* Direction *
Please copy every one of the lines below word for word, leaving the pictures out of your answer.

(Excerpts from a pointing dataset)
· · · · ·

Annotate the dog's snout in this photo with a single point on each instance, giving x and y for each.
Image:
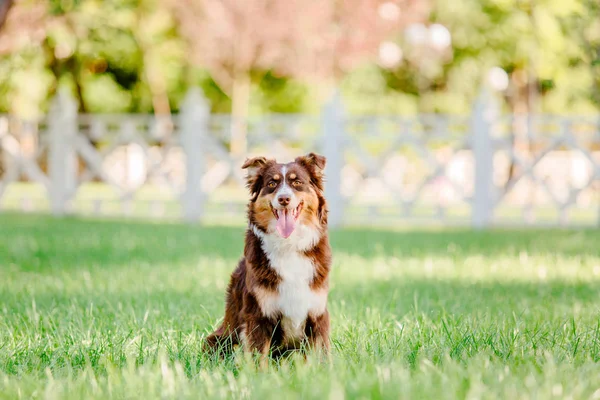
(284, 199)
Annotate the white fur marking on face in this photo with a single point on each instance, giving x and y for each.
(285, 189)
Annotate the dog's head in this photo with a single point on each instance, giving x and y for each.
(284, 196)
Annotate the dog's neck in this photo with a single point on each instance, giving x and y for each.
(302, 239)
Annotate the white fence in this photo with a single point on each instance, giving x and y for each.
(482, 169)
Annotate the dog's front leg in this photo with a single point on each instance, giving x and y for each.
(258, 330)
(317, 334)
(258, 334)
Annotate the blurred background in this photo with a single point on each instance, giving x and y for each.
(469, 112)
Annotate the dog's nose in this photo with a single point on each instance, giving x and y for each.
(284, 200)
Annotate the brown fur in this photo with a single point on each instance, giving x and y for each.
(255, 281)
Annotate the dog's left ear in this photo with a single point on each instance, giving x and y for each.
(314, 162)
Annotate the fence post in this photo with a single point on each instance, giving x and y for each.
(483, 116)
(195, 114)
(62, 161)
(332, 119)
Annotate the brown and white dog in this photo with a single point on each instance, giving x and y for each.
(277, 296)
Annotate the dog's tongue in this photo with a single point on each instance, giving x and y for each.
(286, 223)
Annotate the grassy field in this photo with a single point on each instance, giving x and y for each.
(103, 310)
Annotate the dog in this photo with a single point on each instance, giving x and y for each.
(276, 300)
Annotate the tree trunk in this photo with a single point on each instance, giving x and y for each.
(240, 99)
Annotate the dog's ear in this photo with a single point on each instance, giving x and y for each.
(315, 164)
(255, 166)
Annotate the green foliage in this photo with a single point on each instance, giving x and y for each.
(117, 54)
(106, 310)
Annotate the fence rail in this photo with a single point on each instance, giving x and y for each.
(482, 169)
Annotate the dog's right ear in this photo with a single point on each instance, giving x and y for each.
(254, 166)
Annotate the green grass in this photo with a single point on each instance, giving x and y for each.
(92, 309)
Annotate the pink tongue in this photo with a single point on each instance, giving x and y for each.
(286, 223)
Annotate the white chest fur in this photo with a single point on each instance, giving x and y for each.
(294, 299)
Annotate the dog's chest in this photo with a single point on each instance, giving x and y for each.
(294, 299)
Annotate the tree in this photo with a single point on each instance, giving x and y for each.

· · · · ·

* Response to this task *
Annotate the dog's snout in this photo with a single point on each instance, giving x and y for each.
Image:
(284, 199)
Annotate the white fur marking on face in this photo with a single point on each instance, giving x and y for each.
(285, 189)
Annotate the dog's head in this photo with a single point on each instance, giving x and y for each.
(284, 196)
Annotate the dog's neck in this photo with a single point on each instance, giving x and y for each.
(302, 239)
Annotate the white fence in this photo with a single point on each instance, giving x and y for each.
(482, 169)
Annotate the dog's front leg in this photo with a single point on each instance, giving x and y for each.
(258, 330)
(317, 334)
(258, 334)
Annotate the blurred background in this photo with a single point on each instance, giving x and y for each.
(469, 112)
Annotate the dog's nose in this photo with a single point on each instance, giving x and y for each.
(284, 200)
Annotate the brown fur in this photo with a single point on each instance, giving x and y for each.
(255, 281)
Annotate the dog's left ear in this photo with a single point on each instance, giving x and y for each.
(314, 162)
Annotate the fence post in this photo with a single point on each instance, giving x and y for each.
(483, 116)
(195, 114)
(62, 161)
(332, 119)
Annotate the brown and white dog in this photo with a single point on each instance, giving x and y for each.
(277, 296)
Annotate the dog's tongue in this photo with a single point on each instance, giving x and y for each.
(286, 223)
Annotate the grassy field in this photo with a single point on each instance, giving x and y for each.
(103, 310)
Annotate the dog in this photo with a single point on each instance, giving x and y for each.
(276, 300)
Annotate the tree trunk in this photo with a single point on each instance, giving x and y for each.
(240, 99)
Annotate the dog's ear in this photo with a single point on each instance, giving x and y for each.
(315, 164)
(255, 166)
Annotate the green foliage in this photo with a single point on each instance, giving x and y for each.
(117, 54)
(106, 310)
Annotate the fence rail in this photo with a single point on each instance, giving x and y for each.
(482, 169)
Annotate the dog's right ear in this photo with a single point on each instance, giving x and y for each.
(254, 166)
Annotate the green grass in this photo with a single point on each instance, giving x and y for each.
(92, 309)
Annotate the pink tongue in this photo with a single point on each instance, giving x and y for each.
(286, 223)
Annotate the white chest fur in this photo with a single point on each instance, giving x and y for each.
(294, 299)
Annotate the dog's chest in this photo with a single point on each instance, giving x and y for each.
(294, 299)
Annotate the tree in this photo with a single point on each instance, giving x and y for each.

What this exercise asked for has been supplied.